▶ [BRIEF]: Below are some entries. Output each one exactly as it appears.
[start of MATERIALS PROVIDED]
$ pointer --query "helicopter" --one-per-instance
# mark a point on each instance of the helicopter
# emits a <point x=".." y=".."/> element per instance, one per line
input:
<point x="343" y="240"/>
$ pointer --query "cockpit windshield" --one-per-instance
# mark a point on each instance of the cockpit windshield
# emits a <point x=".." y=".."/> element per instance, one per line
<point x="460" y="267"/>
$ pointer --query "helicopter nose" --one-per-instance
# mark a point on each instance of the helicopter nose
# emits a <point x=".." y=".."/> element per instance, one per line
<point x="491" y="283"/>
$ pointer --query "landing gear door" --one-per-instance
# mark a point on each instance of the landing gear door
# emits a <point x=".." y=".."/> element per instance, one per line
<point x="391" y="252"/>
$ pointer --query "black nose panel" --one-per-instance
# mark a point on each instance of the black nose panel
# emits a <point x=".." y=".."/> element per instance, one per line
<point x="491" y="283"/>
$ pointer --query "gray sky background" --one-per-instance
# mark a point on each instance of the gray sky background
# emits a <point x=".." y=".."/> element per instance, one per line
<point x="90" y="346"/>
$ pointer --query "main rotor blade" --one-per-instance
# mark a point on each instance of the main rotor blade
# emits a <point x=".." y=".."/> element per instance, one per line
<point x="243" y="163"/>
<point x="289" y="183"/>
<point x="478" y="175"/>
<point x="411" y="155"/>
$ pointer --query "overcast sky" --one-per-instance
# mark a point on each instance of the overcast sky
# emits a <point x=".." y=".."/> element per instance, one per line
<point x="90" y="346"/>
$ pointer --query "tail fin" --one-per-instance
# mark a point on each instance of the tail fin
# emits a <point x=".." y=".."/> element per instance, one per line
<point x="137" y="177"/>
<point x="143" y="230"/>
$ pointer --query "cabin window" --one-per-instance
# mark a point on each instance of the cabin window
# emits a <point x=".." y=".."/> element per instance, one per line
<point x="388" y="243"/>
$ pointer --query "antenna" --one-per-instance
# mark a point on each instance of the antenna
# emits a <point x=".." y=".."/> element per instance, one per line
[end of MATERIALS PROVIDED]
▶ [CORRECT OUTPUT]:
$ pointer --query "helicopter" --one-per-instance
# mark a point on each instance of the helicopter
# emits a <point x=".." y=".."/> element per instance, one per line
input:
<point x="343" y="240"/>
$ pointer --query "cockpit windshield" --one-per-instance
# mark a point on each instance of the cockpit windshield
# emits a <point x=".." y=".."/> element per instance, one per line
<point x="460" y="267"/>
$ pointer --query "helicopter nose" --one-per-instance
# mark a point on each instance of the helicopter nose
# emits a <point x=".." y=".."/> element per instance, one per line
<point x="491" y="283"/>
$ pointer --query "landing gear door" --one-per-instance
# mark a point on each instance of the landing gear door
# emits a <point x=".." y=".."/> element per instance, one per line
<point x="391" y="252"/>
$ pointer --query "black nose panel" --one-per-instance
# mark a point on each instance of the black nose panel
# emits a <point x=".." y=".."/> element per instance, one per line
<point x="491" y="283"/>
$ pointer --query "gray sky background" --one-per-instance
# mark a point on each instance of the gray sky background
# emits a <point x=".." y=".."/> element per instance, one per line
<point x="90" y="346"/>
$ pointer --query "main rotor blade" --one-per-instance
# mark a point on each instance of the main rotor blade
# emits a <point x=".." y=".."/> element per instance, one per line
<point x="243" y="163"/>
<point x="289" y="183"/>
<point x="478" y="175"/>
<point x="411" y="155"/>
$ pointer --query "overcast sky" --one-per-instance
# mark a point on each instance of the overcast sky
# emits a <point x=".." y=".."/> element per instance, one per line
<point x="90" y="346"/>
$ pointer --query "tail fin" --one-per-instance
# mark a point on each instance of the tail fin
# emits a <point x=".." y=".."/> element per instance, one per line
<point x="137" y="177"/>
<point x="143" y="230"/>
$ pointer --query "cabin window" --one-per-instance
# mark a point on each instance of the cabin window
# emits a <point x=".." y=".."/> element per instance, one per line
<point x="388" y="243"/>
$ pointer --query "antenna" --one-per-instance
# mark a point on each instance of the antenna
# emits a <point x=".." y=".."/> element per instance, one per line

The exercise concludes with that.